==== Entries supplied ====
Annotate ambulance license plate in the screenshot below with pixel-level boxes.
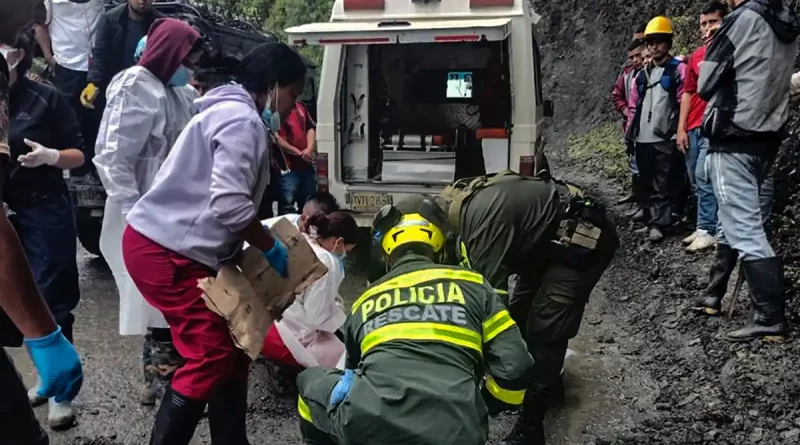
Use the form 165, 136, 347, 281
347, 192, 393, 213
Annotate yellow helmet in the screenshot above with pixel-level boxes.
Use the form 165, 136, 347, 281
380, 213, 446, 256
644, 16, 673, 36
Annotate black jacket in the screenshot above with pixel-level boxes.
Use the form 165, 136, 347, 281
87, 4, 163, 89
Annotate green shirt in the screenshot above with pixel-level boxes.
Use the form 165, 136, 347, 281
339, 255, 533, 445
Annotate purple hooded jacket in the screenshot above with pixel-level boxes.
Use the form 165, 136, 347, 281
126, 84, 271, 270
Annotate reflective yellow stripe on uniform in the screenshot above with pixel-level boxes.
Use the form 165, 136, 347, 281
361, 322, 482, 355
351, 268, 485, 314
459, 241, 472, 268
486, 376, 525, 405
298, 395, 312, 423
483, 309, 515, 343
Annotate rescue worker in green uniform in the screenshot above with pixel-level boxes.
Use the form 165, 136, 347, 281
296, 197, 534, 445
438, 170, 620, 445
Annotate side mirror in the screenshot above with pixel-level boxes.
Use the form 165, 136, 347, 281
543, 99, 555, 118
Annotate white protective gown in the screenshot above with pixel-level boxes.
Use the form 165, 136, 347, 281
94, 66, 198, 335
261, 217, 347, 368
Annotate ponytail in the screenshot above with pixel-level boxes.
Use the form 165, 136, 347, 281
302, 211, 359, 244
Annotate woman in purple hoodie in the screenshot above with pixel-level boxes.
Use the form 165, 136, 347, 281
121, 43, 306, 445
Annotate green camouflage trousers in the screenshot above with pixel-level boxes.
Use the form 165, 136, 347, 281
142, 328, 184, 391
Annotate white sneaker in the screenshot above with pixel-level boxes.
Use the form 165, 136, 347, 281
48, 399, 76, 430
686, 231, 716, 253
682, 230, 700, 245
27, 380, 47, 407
====
==== Entries supplied ====
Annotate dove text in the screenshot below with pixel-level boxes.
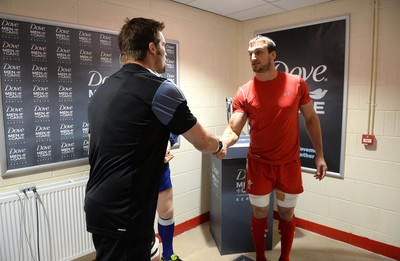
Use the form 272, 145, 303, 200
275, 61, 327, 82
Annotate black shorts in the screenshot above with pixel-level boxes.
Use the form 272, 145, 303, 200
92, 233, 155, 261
====
__Your instructions__
Where does the word "black" occur in the data? Copy every line that has it.

__Result for this exercise__
Annotate black jacket in the screenshot above with pixel-level boxes.
Annotate black shorts in the screenshot above with pixel-level boxes.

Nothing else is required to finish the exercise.